### Task objective
Could you give the data below again, exactly and completely?

### Task inputs
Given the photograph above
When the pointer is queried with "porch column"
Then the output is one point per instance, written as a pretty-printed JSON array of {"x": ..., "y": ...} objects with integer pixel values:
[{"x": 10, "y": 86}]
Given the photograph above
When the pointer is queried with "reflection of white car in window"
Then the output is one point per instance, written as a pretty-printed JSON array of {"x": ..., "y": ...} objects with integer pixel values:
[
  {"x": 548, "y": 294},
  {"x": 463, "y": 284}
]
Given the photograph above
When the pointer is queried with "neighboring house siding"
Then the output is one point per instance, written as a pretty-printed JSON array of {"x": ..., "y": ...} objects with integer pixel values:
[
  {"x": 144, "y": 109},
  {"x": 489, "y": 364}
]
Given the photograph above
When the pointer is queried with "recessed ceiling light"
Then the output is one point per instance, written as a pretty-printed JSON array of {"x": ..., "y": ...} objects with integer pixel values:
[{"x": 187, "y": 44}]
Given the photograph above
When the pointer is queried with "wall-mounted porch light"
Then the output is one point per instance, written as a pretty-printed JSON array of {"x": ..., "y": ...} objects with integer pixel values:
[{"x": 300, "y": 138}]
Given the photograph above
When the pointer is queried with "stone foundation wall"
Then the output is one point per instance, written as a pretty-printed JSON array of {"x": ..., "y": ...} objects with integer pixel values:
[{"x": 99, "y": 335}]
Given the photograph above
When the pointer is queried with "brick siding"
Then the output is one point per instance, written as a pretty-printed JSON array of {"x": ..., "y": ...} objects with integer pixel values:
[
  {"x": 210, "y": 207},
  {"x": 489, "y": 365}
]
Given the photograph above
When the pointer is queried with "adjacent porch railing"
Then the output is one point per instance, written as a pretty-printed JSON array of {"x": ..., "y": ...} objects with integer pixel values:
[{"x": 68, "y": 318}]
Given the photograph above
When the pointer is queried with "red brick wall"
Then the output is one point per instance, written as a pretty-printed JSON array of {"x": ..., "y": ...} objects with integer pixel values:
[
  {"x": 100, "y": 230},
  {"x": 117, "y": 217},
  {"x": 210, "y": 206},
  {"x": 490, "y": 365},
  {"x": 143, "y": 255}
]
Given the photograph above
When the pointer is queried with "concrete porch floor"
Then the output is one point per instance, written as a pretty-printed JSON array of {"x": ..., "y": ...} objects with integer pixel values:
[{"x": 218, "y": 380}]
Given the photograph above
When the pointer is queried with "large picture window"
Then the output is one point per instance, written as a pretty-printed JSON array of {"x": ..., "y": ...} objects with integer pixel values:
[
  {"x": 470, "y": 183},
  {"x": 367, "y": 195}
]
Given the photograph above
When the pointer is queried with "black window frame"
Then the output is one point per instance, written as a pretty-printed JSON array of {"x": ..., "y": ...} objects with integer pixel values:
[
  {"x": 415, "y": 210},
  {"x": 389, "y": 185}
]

### Answer below
Given the photograph above
When the pointer is queried with "porch column"
Then the output is one point per instance, written as a pretty-printed JSON array of {"x": ..., "y": ...} objects with integer pixel values:
[{"x": 10, "y": 86}]
Given the photograph above
When the pointer is queried with "reflection of white car in window"
Then the output is one point per instance, written as a pretty-printed JSON array of {"x": ..., "y": ...} objects with integer pixel values:
[
  {"x": 548, "y": 294},
  {"x": 463, "y": 284}
]
Given the photograph above
When the pointer is queried with "neighboring house siding"
Then the output is one point per instance, written as a pretty-printed JSON array of {"x": ..., "y": ...} objects with integer pixel values:
[
  {"x": 144, "y": 109},
  {"x": 489, "y": 364}
]
Given the photograph above
When the pointer is queried with "recessed ceiling light"
Then the output is one point per instance, written as a pretty-printed JSON array of {"x": ..., "y": ...} objects with integer pixel values:
[{"x": 187, "y": 44}]
Given the photograph above
When the pointer is queried with "wall-mounted porch light"
Then the output is one point per instance, written as a pretty-printed JSON array of {"x": ..., "y": ...} objects with integer pixel values:
[{"x": 300, "y": 138}]
Given the photograph above
When the pointer is queried with "stone foundation wall"
Then the output is one point per instance, written as a pretty-printed JSON array of {"x": ..., "y": ...} objects with integer pixel values:
[{"x": 99, "y": 335}]
Given the photograph above
When the pointer is queried with "brick siding"
Then the output is one point per instance, written as a pretty-printed JSON array of {"x": ..., "y": ...} objects with integer pixel values:
[
  {"x": 210, "y": 207},
  {"x": 489, "y": 365}
]
Given the photograph above
When the pointer is queried with "adjacent porch railing"
Then the output is one point per instance, written as a pretty-printed JSON array of {"x": ..., "y": ...} objects with integer pixel values:
[{"x": 68, "y": 318}]
Given the photograph above
When the pointer is queried with "red brick wall"
Then the output is one point per instance, written as a pretty-printed JSON array of {"x": ..., "y": ...} objects with integer pixel values:
[
  {"x": 100, "y": 230},
  {"x": 117, "y": 217},
  {"x": 210, "y": 206},
  {"x": 490, "y": 365},
  {"x": 143, "y": 255}
]
Given the photograph above
When the pointer is queried with "concrete porch floor"
Then the output is one point per instance, written as a pretty-printed JSON array of {"x": ..., "y": ...} objects with integer pixel values:
[{"x": 218, "y": 380}]
Given the photograph above
When the pointer is queried with "large picture window"
Then the output is one point per instance, written as a pretty-printed JSON array of {"x": ..., "y": ...} objects with integer pixel values:
[
  {"x": 470, "y": 183},
  {"x": 367, "y": 195}
]
Given the photograph above
When the pointer is queried with "black window frame"
Then the output is one point per instance, written as a pretty-printed JSON array of {"x": ..., "y": ...} objects with integer pixel values:
[
  {"x": 415, "y": 210},
  {"x": 389, "y": 185}
]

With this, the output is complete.